:: EXTRACT PROVIDED ::
Given that dolphins keep their blowholes sealed underwater and that their nasal cavities have turned into sound generators, anatomists have long speculated that these animals lost their original sense of smell. (Dolphins can detect chemicals in water, but the evidence suggests that they use their tongue rather than their nose.) Recently, a team of German researchers decided to carry out a preliminary survey of the genes for olfactory receptors in the striped dolphin. They discovered thirteen, but among those genes they could not find a single one that actually worked. For dolphins, the sense of smellappears to live on only as a genetic ghost.
Our own species probably won't go quite so far, but the future of our nose looks dim. In an increasingly industrialized world, smell is probably even less important than it was in the past, so olfactory pseudogenes may become even more common. We may be on our way to living with the bare minimum number of genes for smelling.
The fact that we lug around 580 defunct genes may seem bizarre, particularly when you consider that their close cousins continue to work in other mammals. But neither our DNA nor our bodies are perfectly designed. In the early 1800s, when Charles Darwin was learning his biology, most English naturalists believed that God created every species of animal and plant individually to perfectly fit its particular habitat. Darwin considered this absurd. Who would intentionally give ostriches tiny useless wings? Why should eyes begin to grow on fish living in caves and then degenerate into useless tissue? Why do we humans carry vestigial tailbones inside our bodies?
Darwin watched naturalists struggling to find explanations that could reconcile perfect design and imperfect anatomy. British anatomist Richard Owen, for example, abandoned the idea that vestigial organs were perfectly designed. Instead, he claimed that God produced a series of new designs over time, each of which was based on an "archetype"-a kind of transcendental blueprint. Ostriches had wings because God based them on the body plan for birds. Similarly, geologist John MacCulloch suggested that God pursued each plan until its potential was exhausted. "What bosch!!" Darwin wrote in a notebook. "The designs of an omnipotent creator, exhausted and abandoned. Such is Man's philosophy, when he argues about his Creator!"

:: USING THE INFORMATION ::
**A.** According to the passage about smell and vestigial traits, how many olfactory receptor genes did the German researchers find in the striped dolphin?
**B.** Continue the passage about smell and vestigial traits from where it stops.
The material has no connection to the text about smell and vestigial traits.

Point-per-instance localization data:
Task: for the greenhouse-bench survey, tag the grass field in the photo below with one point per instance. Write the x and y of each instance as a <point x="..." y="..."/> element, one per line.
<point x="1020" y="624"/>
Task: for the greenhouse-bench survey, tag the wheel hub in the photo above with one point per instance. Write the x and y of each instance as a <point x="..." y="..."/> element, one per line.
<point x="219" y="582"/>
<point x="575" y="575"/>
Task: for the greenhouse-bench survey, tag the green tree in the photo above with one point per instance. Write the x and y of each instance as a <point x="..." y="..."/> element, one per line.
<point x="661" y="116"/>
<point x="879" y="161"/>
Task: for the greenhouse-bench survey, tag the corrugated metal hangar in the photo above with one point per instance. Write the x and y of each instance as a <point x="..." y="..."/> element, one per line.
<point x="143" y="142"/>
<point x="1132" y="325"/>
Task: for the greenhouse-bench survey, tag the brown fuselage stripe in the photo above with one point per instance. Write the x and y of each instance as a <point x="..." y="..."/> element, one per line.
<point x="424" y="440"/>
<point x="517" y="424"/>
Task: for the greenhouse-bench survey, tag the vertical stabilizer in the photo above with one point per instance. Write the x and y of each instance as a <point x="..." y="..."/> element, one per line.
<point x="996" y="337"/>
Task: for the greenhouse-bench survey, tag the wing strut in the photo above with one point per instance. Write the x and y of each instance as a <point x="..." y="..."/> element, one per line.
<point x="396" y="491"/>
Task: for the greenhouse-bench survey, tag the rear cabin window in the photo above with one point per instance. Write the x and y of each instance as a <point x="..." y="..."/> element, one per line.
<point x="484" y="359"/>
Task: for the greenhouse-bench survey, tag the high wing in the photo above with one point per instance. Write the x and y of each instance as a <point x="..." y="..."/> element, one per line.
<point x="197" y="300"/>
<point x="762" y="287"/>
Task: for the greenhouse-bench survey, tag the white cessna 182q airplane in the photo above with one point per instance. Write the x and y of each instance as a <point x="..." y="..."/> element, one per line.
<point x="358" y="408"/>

:: EXPECTED OUTPUTS ::
**A.** Thirteen, none of which actually worked.

**B.**
In vestigial structures, Darwin saw compelling evidence that species had evolved. Blind cave fish, for example, descended from sighted fish that lived in neighboring rivers. "On the view of descent with modification," he wrote in the Origin of Species, "we may conclude that the existence of organs in a rudimentary, imperfect, and useless condition, or quite aborted, far from presenting a strange difficulty, as they assuredly do on the ordinary doctrine of creation, might even have been anticipated, and can be accounted for by the laws of inheritance."
Darwin didn't need to put his theories through contortions to account for flightless birds and cave fish. Vestigial organs were exactly the sort of thing you'd expect to emerge as life-forms adapted gradually to their surroundings. And today, as scientists discover hundreds of vestigial genes that have lurked in our genome for millions of years, the reality of evolution is now, more than ever, as plain as the nose on Darwin's face.